- Aim of the exercise:
Taking the line with "Target: owl's face" as the first and the line with "Target: orange eye" as the last, set down exactly every line in that range from the entries below, and no more.

- Dataset extract:
= Beginning of Section =

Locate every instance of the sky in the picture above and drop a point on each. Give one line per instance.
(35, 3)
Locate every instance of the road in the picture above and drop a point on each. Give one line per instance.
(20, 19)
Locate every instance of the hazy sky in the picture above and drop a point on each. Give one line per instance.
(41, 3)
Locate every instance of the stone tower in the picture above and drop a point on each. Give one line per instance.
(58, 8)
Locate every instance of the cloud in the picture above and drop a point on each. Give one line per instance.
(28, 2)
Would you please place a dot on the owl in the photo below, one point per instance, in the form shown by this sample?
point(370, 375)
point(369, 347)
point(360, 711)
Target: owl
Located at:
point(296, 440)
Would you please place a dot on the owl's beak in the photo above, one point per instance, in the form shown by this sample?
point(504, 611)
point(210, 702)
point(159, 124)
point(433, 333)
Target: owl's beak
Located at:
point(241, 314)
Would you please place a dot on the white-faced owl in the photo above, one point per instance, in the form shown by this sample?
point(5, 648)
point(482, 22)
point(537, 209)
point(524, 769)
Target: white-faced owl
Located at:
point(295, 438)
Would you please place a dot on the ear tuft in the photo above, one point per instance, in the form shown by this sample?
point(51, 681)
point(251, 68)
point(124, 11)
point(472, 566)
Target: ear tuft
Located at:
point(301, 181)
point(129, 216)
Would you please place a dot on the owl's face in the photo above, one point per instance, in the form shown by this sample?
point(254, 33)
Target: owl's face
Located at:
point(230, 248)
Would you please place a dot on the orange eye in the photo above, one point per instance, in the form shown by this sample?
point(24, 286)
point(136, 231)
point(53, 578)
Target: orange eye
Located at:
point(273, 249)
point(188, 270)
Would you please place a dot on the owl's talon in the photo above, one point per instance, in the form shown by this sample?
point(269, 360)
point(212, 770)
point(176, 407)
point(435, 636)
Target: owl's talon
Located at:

= End of Section =

- Exercise result:
Target: owl's face
Located at:
point(230, 248)
Would you please place a dot on the orange eye in the photo above, one point per instance, in the form shown by this sample?
point(24, 286)
point(136, 231)
point(53, 578)
Target: orange eye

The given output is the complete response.